SET TASK:
Identify every line in the data below that contains the string "water", and copy each such line. Case counts.

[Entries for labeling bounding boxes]
## begin

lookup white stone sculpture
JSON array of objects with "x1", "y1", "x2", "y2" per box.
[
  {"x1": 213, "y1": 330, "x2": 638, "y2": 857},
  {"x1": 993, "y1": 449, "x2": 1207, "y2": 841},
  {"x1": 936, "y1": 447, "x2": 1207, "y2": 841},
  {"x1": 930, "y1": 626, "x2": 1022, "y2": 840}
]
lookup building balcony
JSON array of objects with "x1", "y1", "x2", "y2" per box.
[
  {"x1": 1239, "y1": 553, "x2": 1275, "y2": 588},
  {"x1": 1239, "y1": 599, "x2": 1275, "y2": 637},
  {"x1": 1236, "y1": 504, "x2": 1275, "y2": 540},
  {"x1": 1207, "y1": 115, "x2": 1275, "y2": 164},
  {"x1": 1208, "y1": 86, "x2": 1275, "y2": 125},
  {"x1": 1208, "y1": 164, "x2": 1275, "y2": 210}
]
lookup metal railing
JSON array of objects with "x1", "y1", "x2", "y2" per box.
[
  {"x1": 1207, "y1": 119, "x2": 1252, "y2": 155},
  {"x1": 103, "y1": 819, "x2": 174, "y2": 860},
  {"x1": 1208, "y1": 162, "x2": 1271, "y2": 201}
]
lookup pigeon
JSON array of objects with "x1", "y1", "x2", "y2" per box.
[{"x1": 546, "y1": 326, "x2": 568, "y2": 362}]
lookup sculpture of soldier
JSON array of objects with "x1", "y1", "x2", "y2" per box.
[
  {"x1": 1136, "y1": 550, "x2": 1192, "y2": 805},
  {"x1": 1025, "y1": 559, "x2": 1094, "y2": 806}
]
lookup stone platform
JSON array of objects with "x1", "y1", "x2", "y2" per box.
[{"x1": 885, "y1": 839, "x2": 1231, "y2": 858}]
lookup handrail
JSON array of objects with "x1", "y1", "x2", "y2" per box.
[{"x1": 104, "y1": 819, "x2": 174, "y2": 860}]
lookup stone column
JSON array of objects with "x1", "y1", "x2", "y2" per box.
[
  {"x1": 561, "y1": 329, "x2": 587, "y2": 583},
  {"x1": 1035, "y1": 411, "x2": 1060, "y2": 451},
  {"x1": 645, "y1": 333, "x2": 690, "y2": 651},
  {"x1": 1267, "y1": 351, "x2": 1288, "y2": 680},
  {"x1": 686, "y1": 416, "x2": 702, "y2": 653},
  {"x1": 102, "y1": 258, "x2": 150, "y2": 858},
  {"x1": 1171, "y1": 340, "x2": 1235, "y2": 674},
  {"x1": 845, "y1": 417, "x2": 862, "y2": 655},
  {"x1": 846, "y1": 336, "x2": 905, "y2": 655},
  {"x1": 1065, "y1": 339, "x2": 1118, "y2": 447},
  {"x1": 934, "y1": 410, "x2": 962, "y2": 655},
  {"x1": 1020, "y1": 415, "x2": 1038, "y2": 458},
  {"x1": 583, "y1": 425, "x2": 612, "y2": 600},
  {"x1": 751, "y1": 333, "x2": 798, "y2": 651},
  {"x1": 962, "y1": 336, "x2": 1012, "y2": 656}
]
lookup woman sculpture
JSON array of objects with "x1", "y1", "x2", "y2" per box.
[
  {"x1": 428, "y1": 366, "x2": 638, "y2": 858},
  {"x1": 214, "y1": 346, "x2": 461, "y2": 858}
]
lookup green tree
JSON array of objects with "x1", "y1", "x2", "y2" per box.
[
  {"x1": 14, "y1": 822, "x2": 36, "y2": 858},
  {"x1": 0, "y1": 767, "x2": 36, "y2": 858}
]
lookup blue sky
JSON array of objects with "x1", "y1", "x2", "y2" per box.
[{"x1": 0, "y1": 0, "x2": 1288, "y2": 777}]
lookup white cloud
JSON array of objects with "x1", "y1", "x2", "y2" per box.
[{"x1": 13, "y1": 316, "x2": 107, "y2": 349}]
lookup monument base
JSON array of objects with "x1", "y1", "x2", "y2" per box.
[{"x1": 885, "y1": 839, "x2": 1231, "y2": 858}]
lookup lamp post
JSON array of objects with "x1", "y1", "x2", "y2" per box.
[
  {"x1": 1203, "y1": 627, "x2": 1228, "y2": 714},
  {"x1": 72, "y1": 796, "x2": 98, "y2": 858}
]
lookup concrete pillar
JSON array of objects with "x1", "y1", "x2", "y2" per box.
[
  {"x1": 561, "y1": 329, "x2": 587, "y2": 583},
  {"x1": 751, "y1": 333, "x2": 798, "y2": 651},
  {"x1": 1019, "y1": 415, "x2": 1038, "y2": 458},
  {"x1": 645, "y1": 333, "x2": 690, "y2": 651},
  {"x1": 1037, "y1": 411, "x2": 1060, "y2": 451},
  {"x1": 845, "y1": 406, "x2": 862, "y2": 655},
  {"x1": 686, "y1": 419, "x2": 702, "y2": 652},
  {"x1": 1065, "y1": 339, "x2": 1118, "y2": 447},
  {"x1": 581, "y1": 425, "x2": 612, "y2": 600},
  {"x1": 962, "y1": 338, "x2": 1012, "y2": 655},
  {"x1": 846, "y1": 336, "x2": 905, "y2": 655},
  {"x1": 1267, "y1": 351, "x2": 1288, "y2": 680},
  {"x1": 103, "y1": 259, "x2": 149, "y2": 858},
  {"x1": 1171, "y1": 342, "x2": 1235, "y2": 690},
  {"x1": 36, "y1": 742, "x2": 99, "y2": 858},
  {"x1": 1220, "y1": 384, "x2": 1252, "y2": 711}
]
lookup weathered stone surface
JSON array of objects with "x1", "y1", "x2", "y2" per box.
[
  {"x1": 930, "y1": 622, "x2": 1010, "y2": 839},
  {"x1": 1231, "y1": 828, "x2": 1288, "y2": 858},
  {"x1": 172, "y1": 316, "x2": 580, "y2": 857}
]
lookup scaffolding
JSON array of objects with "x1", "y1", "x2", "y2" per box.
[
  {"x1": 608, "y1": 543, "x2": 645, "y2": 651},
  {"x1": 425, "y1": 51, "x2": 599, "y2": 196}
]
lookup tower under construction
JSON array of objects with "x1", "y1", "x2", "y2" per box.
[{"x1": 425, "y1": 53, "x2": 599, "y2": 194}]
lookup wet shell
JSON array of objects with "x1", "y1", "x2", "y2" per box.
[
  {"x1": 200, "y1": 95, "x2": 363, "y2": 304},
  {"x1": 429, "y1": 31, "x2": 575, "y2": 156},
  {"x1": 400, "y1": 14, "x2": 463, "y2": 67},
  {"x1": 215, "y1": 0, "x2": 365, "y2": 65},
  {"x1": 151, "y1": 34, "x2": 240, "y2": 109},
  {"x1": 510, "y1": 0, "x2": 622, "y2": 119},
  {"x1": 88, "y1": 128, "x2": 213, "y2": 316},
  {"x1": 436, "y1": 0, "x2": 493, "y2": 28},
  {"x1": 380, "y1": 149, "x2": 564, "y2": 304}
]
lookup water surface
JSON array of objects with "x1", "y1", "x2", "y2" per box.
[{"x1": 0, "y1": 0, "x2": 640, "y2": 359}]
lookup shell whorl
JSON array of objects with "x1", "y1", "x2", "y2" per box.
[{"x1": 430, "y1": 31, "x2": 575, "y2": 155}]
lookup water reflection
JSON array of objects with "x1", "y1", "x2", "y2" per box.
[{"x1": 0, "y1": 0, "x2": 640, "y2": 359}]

## end

TASK RESULT:
lookup water surface
lookup water reflection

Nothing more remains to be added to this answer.